### STATED PROBLEM
Reproduce verbatim only the lines from the one containing "at the tall" through the last line below, both included.

#### DATA FOR PROCESSING ####

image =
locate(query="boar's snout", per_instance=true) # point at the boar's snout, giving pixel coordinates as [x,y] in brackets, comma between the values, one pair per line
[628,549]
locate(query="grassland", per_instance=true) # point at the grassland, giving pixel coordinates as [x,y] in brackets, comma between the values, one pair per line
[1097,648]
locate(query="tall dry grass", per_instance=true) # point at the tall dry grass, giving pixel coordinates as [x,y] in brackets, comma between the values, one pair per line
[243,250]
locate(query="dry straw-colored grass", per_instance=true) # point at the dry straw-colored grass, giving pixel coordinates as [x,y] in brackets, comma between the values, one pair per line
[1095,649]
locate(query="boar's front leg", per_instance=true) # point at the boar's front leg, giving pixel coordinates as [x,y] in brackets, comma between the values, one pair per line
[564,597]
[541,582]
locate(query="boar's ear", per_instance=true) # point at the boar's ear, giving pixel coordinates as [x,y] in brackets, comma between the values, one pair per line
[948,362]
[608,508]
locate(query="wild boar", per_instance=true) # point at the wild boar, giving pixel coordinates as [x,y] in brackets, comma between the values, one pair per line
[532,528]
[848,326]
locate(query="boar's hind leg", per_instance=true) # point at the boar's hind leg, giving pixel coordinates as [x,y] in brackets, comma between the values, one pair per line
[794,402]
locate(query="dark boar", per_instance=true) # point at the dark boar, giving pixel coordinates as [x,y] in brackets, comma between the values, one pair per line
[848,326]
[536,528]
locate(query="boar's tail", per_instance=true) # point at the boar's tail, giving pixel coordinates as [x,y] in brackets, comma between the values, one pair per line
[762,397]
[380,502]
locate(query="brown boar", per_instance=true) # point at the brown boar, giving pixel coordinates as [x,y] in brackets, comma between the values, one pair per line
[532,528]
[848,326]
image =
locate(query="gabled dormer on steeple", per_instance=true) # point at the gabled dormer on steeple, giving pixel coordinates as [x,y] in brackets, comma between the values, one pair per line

####

### OUTPUT BELOW
locate(query="tall dry grass", per_instance=true) # point at the tall dry grass, giving pixel coordinates as [x,y] in brackets, comma between the values, one pair per line
[243,250]
locate(query="dry straw-colored grass", per_instance=true) # point at the dry straw-colored grass, giving pixel coordinates as [x,y] in brackets, comma between the values, one pair per line
[1095,649]
locate(query="boar's front leg", per_instance=true) # point at the boar's front leg, giving pixel coordinates as [x,y] in brackets, comma between the values, one pair per line
[564,597]
[541,582]
locate(query="boar's ear", per_instance=true) # point at the boar's ear, giving pixel coordinates as [x,y] in brackets, comma between the values, one pair per line
[948,362]
[608,508]
locate(query="wild boar", per_instance=true) # point at the wild boar, giving pixel coordinates as [x,y] in brackets, comma between the values, one pair per line
[532,528]
[848,326]
locate(query="boar's hind leg", per_instance=true) # point at the boar's hind leg, giving pixel coordinates as [x,y] in brackets, comma between the values, one pair per line
[794,402]
locate(query="dark boar", per_instance=true) # point at the dark boar, giving pixel coordinates as [x,y] in brackets, comma between the values, one pair per line
[848,326]
[536,528]
locate(query="boar's tail", per_instance=true) # point at the boar's tail, giving pixel coordinates as [x,y] in brackets, comma between the values, one pair per line
[762,397]
[380,502]
locate(query="brown boar", per_instance=true) # point at the brown boar, giving pixel coordinates as [x,y] in brackets, comma between the values, one pair per line
[532,528]
[848,326]
image =
locate(query="gabled dormer on steeple", per_instance=true) # point at the gabled dormer on steeple, giving pixel coordinates as [x,y] in brackets, comma between the values, one pair per line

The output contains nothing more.